Detection annotation records
----------------------------------------
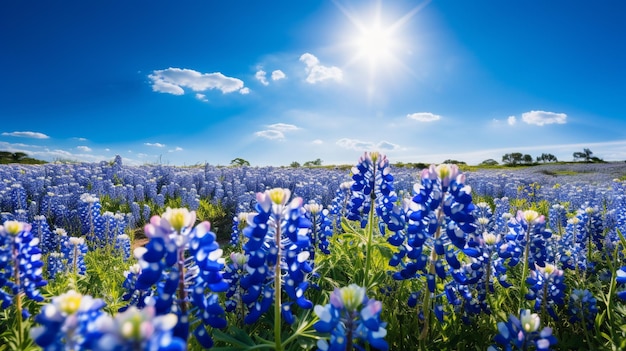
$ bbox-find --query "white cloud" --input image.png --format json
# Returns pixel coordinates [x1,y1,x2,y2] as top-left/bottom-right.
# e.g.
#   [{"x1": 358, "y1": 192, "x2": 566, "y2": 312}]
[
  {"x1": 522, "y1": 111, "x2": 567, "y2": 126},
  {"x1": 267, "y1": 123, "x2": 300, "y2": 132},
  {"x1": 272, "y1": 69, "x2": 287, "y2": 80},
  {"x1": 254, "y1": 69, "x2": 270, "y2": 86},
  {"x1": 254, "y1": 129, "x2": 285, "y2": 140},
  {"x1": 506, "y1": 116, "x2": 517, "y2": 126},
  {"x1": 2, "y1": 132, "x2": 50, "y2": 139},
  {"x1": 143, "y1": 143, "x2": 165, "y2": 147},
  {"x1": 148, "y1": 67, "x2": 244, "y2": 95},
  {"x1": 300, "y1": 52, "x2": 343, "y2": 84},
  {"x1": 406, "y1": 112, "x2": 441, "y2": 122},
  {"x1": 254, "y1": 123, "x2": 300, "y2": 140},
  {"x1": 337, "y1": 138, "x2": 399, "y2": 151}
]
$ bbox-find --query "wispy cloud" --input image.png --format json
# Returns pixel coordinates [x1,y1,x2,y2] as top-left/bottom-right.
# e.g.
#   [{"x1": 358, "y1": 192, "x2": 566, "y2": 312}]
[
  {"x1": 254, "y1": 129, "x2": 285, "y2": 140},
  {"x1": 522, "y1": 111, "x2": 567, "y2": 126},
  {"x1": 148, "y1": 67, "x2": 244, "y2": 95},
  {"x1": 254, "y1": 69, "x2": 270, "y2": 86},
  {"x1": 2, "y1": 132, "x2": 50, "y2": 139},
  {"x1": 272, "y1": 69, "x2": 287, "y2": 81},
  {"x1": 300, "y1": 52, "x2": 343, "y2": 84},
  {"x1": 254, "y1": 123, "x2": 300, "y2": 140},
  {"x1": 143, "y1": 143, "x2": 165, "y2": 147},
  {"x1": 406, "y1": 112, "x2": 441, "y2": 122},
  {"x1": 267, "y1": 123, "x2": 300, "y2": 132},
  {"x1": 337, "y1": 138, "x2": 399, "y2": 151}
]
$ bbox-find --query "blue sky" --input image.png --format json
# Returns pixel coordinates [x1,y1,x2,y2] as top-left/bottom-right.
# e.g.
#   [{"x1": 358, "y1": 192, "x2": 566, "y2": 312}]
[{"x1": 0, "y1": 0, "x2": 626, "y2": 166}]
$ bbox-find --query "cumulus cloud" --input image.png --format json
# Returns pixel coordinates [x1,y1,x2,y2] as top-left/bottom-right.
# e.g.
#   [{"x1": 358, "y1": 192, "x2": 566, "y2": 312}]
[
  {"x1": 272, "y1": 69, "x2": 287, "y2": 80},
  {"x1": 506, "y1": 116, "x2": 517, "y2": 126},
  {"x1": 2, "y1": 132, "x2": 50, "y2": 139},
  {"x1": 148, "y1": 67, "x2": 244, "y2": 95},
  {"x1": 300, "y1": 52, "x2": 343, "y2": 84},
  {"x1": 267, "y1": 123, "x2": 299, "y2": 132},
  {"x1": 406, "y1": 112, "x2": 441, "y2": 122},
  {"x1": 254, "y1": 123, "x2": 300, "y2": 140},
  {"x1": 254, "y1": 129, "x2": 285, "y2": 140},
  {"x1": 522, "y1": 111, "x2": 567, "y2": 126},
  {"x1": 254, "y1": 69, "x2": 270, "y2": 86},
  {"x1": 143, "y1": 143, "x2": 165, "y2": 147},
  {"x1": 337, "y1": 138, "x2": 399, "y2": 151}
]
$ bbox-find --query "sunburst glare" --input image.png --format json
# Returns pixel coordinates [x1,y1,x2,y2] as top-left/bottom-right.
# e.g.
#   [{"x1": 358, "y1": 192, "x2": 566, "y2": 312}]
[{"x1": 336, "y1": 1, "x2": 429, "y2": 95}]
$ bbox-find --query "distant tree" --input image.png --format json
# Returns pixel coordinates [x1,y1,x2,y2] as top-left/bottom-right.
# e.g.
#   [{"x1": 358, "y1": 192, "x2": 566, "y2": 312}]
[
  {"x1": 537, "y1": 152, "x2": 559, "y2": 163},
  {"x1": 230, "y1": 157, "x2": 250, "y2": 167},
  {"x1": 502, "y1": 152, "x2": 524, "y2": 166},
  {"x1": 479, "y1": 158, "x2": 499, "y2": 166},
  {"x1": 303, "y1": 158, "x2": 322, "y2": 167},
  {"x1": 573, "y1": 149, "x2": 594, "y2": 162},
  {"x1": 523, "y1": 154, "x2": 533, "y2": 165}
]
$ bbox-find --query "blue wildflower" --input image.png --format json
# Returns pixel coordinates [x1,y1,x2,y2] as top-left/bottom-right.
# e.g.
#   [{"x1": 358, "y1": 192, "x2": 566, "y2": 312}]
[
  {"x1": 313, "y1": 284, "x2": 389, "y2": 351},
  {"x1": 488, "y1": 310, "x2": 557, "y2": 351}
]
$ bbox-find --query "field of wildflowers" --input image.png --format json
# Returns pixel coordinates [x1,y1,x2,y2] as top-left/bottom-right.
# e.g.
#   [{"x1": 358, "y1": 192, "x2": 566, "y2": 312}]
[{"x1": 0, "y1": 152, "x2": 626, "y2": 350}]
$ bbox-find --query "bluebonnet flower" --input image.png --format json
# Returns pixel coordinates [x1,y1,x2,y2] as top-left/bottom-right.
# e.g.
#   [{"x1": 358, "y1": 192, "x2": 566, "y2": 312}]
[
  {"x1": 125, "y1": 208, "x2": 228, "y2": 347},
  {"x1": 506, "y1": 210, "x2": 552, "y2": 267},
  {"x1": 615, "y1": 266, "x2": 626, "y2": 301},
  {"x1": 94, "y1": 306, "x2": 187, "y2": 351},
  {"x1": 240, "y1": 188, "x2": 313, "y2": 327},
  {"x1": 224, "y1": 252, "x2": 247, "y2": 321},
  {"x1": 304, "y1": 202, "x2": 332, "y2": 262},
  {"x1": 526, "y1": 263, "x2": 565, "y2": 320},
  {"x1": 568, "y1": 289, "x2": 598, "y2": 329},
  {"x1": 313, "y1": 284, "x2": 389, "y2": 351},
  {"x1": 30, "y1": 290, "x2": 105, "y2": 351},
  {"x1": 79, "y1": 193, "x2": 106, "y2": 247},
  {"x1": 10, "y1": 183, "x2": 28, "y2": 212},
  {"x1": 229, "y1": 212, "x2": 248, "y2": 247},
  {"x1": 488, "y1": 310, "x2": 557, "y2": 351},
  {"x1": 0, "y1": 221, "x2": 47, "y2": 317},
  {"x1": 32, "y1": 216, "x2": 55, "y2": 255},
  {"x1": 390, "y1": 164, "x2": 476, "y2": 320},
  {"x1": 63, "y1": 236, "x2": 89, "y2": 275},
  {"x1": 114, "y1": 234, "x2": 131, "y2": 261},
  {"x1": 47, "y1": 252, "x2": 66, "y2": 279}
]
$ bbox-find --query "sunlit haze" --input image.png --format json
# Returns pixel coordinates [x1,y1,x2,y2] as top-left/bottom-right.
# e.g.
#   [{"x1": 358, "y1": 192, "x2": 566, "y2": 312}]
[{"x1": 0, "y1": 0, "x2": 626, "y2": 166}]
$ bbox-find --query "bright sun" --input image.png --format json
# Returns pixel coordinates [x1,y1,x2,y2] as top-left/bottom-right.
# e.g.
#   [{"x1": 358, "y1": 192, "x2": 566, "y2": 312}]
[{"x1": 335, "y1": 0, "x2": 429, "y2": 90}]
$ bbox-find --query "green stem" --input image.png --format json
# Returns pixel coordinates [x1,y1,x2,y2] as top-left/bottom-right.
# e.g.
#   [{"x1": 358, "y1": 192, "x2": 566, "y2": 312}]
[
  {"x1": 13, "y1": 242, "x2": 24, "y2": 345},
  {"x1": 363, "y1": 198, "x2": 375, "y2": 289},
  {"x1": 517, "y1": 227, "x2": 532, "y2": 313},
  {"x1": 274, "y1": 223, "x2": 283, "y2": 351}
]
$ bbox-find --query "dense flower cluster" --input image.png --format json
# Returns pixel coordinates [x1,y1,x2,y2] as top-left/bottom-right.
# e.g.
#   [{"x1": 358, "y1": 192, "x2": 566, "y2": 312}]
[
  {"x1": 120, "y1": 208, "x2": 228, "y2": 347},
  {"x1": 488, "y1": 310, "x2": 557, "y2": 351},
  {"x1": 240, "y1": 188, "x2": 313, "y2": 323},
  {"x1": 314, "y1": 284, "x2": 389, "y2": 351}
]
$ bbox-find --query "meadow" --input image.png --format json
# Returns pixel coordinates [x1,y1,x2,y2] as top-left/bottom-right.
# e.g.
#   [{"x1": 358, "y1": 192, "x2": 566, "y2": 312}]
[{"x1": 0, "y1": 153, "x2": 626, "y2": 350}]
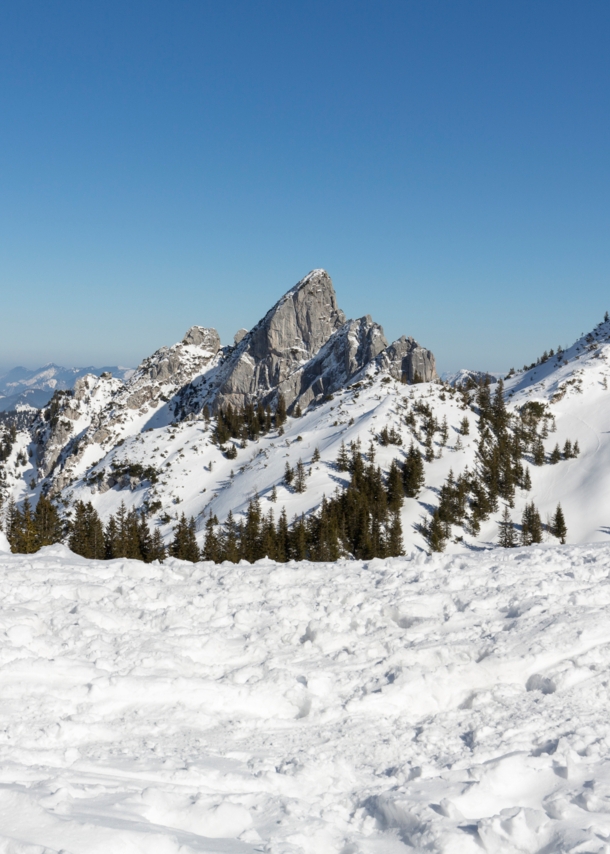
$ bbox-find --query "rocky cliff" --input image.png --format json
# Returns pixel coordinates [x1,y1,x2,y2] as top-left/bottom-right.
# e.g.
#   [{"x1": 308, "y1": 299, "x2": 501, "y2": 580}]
----------------------------------------
• **YOUR INSTRUCTIONS**:
List every line in the records that contains the string "cloud".

• **WRITTEN SOLUTION**:
$ bbox-find --query "white cloud" --input image.png --format json
$ bbox-find --query "wispy cloud" --input image.png --format json
$ bbox-find --query "cumulus cloud" --input image.png --format json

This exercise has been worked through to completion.